►

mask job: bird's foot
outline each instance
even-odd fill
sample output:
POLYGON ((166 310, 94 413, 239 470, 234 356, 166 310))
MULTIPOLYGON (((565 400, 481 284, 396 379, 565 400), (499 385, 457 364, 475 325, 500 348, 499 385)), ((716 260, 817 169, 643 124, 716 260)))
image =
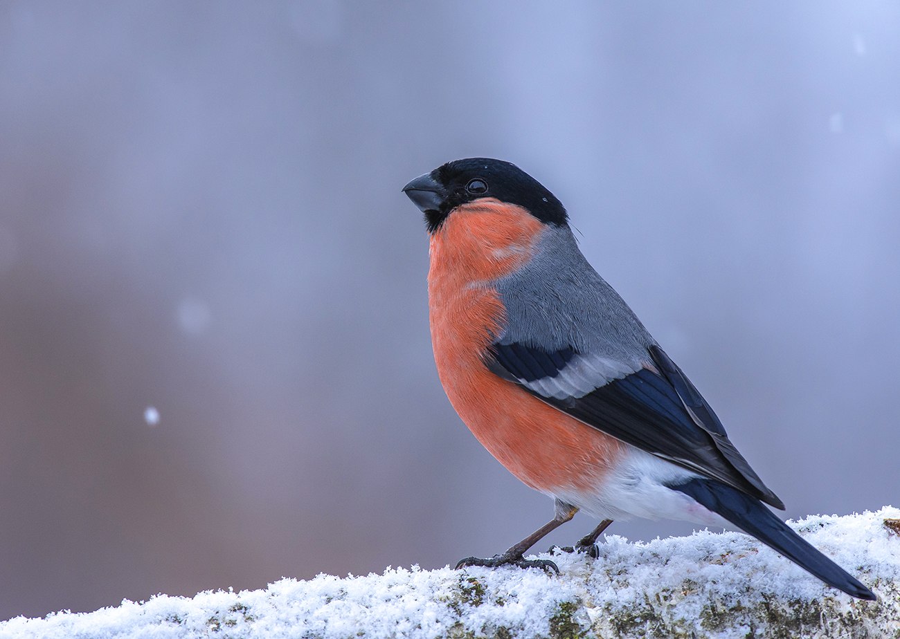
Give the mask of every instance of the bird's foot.
POLYGON ((587 555, 591 559, 597 559, 600 556, 600 549, 597 544, 581 544, 580 541, 575 545, 575 552, 587 555))
POLYGON ((519 568, 540 568, 550 572, 551 571, 559 574, 560 569, 549 559, 526 559, 521 554, 506 552, 503 555, 495 555, 490 559, 481 557, 466 557, 460 559, 456 564, 456 570, 467 566, 484 566, 485 568, 499 568, 500 566, 513 565, 519 568))
MULTIPOLYGON (((581 541, 584 541, 583 539, 581 541)), ((572 553, 578 553, 579 555, 587 555, 591 559, 597 559, 600 556, 600 549, 598 547, 597 544, 582 544, 581 541, 578 542, 574 546, 552 546, 550 550, 547 552, 551 555, 561 555, 562 553, 568 553, 572 555, 572 553)))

◄

Rewrite the material from its start through the line containing "POLYGON ((519 568, 540", inclusive, with "instance" swapped for "object" and nothing else changed. Leave the pictures out.

mask job: bird's foot
outline each object
even-odd fill
sample output:
POLYGON ((166 310, 94 413, 239 470, 234 356, 166 310))
MULTIPOLYGON (((565 400, 481 284, 396 379, 565 400), (499 385, 457 364, 475 325, 500 348, 499 385)), ((716 260, 817 169, 643 124, 716 260)))
image =
Give the mask of every object of the bird's foot.
POLYGON ((587 555, 591 559, 597 559, 600 556, 600 549, 597 544, 581 544, 580 541, 575 545, 575 552, 587 555))
POLYGON ((519 568, 540 568, 550 572, 551 571, 559 574, 560 569, 549 559, 526 559, 521 554, 506 552, 503 555, 495 555, 490 559, 481 557, 466 557, 460 559, 456 564, 456 570, 467 566, 484 566, 485 568, 499 568, 500 566, 513 565, 519 568))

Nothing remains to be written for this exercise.